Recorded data
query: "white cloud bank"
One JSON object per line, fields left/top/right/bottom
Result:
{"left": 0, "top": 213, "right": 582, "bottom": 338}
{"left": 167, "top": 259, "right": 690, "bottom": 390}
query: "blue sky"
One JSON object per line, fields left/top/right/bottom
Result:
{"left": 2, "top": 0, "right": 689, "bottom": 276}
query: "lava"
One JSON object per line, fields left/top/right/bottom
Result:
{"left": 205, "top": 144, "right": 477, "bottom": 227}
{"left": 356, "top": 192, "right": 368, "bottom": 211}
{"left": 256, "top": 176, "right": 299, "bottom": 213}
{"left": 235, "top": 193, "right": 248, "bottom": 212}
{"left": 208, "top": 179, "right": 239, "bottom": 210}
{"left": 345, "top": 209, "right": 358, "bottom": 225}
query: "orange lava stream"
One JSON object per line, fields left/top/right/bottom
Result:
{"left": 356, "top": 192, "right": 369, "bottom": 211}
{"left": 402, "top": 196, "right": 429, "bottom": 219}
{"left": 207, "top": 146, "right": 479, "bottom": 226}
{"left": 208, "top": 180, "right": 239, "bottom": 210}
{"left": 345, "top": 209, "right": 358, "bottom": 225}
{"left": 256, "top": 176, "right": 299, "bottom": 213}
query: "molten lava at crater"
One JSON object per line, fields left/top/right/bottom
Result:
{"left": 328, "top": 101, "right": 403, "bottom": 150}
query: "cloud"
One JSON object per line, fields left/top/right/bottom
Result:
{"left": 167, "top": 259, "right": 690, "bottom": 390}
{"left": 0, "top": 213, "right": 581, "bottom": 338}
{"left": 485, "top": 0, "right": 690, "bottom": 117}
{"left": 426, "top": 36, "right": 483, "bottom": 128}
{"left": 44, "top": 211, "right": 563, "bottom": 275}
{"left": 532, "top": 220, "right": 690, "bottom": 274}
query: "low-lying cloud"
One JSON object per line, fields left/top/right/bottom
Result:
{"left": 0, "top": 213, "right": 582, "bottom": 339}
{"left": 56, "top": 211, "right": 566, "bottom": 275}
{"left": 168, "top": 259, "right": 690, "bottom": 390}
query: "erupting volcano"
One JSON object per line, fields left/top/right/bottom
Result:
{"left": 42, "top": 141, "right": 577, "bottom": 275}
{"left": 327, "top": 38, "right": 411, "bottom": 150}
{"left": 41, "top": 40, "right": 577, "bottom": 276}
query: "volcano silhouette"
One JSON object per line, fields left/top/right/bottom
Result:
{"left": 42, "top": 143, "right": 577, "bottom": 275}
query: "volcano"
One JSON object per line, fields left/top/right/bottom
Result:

> **Problem statement**: Each line of the data above needs to be returned exactly.

> **Result below**:
query: "white cloud bank"
One JSON object per line, fields left/top/right/bottom
Result:
{"left": 0, "top": 213, "right": 582, "bottom": 338}
{"left": 167, "top": 259, "right": 690, "bottom": 390}
query: "blue sky"
One JSON object per line, fields left/top/right/bottom
Result:
{"left": 2, "top": 0, "right": 689, "bottom": 276}
query: "lava"
One JSON object per line, fields left/top/right/bottom
Result:
{"left": 205, "top": 144, "right": 477, "bottom": 227}
{"left": 356, "top": 192, "right": 368, "bottom": 211}
{"left": 256, "top": 176, "right": 299, "bottom": 213}
{"left": 235, "top": 193, "right": 248, "bottom": 212}
{"left": 208, "top": 179, "right": 239, "bottom": 210}
{"left": 345, "top": 209, "right": 358, "bottom": 225}
query: "orange lava stream"
One JSON object per line, fields left/top/right/bottom
Result:
{"left": 356, "top": 192, "right": 369, "bottom": 211}
{"left": 402, "top": 196, "right": 429, "bottom": 219}
{"left": 207, "top": 146, "right": 479, "bottom": 226}
{"left": 208, "top": 180, "right": 239, "bottom": 210}
{"left": 345, "top": 209, "right": 358, "bottom": 225}
{"left": 256, "top": 176, "right": 299, "bottom": 213}
query: "molten lava at crater"
One JSON object per line, fields left/top/right/bottom
Result:
{"left": 328, "top": 101, "right": 403, "bottom": 150}
query: "cloud"
One JSON object per line, fields left/top/right/bottom
Result:
{"left": 167, "top": 259, "right": 690, "bottom": 390}
{"left": 0, "top": 213, "right": 581, "bottom": 338}
{"left": 485, "top": 0, "right": 690, "bottom": 117}
{"left": 426, "top": 36, "right": 483, "bottom": 128}
{"left": 44, "top": 211, "right": 563, "bottom": 275}
{"left": 532, "top": 220, "right": 690, "bottom": 274}
query: "low-lying cloud"
One JSON object per line, fields left/top/right/bottom
Result:
{"left": 0, "top": 213, "right": 582, "bottom": 339}
{"left": 56, "top": 211, "right": 566, "bottom": 275}
{"left": 168, "top": 259, "right": 690, "bottom": 390}
query: "erupting volcano"
One JSON object per line, fields left/top/right/bottom
Result:
{"left": 42, "top": 141, "right": 577, "bottom": 275}
{"left": 327, "top": 38, "right": 411, "bottom": 150}
{"left": 41, "top": 40, "right": 577, "bottom": 276}
query: "volcano silhouette"
One JSON object per line, fields left/top/right/bottom
Result:
{"left": 42, "top": 143, "right": 577, "bottom": 275}
query: "volcano"
One JSON object per line, fields left/top/right/bottom
Result:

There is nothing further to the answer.